Rewrite all of the material below as a numbered list, omitting any blank lines.

▸ **Given entries**
*-*-*
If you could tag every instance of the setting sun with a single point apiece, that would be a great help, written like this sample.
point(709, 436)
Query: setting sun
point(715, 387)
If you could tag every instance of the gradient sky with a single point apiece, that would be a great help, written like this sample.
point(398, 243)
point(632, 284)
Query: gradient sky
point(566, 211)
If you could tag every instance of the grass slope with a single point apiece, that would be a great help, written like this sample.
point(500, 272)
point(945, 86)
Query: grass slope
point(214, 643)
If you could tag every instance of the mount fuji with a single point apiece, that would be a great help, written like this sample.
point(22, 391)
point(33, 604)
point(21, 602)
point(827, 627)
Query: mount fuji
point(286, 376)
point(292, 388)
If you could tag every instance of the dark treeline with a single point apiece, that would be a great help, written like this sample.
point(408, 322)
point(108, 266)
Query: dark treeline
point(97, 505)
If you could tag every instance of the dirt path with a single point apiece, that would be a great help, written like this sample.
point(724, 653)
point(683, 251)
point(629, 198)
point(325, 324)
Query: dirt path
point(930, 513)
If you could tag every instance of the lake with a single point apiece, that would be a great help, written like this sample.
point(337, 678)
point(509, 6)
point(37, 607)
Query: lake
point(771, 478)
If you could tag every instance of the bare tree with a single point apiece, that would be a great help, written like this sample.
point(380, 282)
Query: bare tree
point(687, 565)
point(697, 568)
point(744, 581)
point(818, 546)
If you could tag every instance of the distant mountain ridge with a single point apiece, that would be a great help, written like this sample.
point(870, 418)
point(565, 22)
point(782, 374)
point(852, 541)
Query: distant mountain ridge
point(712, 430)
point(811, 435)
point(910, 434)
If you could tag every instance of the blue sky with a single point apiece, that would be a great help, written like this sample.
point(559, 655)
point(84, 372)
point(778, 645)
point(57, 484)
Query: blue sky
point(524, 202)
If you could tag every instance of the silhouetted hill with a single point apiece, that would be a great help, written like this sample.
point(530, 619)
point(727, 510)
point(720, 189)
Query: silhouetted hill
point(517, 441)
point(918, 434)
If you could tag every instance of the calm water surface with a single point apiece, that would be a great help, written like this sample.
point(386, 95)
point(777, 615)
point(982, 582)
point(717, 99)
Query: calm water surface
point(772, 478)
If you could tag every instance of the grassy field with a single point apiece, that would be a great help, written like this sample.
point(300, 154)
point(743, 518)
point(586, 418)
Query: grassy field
*-*-*
▸ **Solved problem**
1. If you could tag every instance of the setting sun with a single point apiece, that would be a great help, written like this sample.
2. point(709, 436)
3. Query: setting sun
4. point(715, 387)
5. If you could tag every instance of the gradient sky with a single point apiece, that would be a great help, written like this sample.
6. point(398, 243)
7. point(632, 284)
8. Query: gradient sky
9. point(566, 211)
10. If you could tag every instance of the grass slope with a single point apiece, that would be a great help, written like this sample.
11. point(500, 272)
12. point(945, 86)
13. Query: grass slope
14. point(214, 643)
15. If you could tag every instance of the mount fuji with a single point apiece, that would be a great help, written like this sample.
16. point(22, 391)
17. point(33, 604)
18. point(21, 602)
19. point(827, 627)
20. Query: mount fuji
21. point(286, 376)
22. point(292, 388)
23. If you could tag every instance of the dark treeline with a single point apiece, that would be a great help, written like this sample.
24. point(408, 322)
25. point(108, 266)
26. Query: dark treeline
27. point(97, 505)
28. If you could tag every instance of the dirt path with a single point apiece, that would be a great help, written like this sample.
29. point(724, 653)
30. point(683, 251)
31. point(629, 198)
32. point(325, 324)
33. Query: dirt path
34. point(930, 513)
35. If you could tag every instance of the lake with a single point apiece, that would be a great help, written like this sample.
36. point(337, 678)
37. point(509, 6)
38. point(37, 607)
39. Query: lake
40. point(771, 478)
41. If you could tag every instance of the bare tree with a single point apiece, that would be a great help, written like this sample.
42. point(380, 282)
43. Query: bare tree
44. point(687, 565)
45. point(697, 568)
46. point(744, 581)
47. point(818, 546)
48. If you could tag every instance of the distant mountain ridge with a single point apiece, that would be a great help, written like this sample.
49. point(870, 418)
50. point(565, 22)
51. point(782, 374)
52. point(852, 541)
53. Query: distant mountain ridge
54. point(712, 430)
55. point(811, 435)
56. point(910, 434)
57. If you could tag every instance of the blue sky with a single point apiece, that would be a great help, written like this sample.
58. point(559, 655)
59. point(84, 372)
60. point(778, 645)
61. point(57, 484)
62. Query: blue sky
63. point(524, 202)
64. If you could tag every instance of the silhouetted hill with a single point apiece, that would be a great help, written like this sample.
65. point(530, 619)
66. point(727, 510)
67. point(720, 189)
68. Query: silhouetted hill
69. point(517, 441)
70. point(918, 434)
71. If you could tag every instance of the calm water surface with a single point apiece, that would be a great help, written like this sample.
72. point(386, 95)
73. point(777, 615)
74. point(982, 582)
75. point(717, 99)
76. Query: calm water surface
77. point(772, 478)
78. If you could tag every instance of the grassy field with a single point apiece, that would be a great help, written like this sample.
79. point(300, 154)
80. point(743, 518)
81. point(586, 418)
82. Query: grassy field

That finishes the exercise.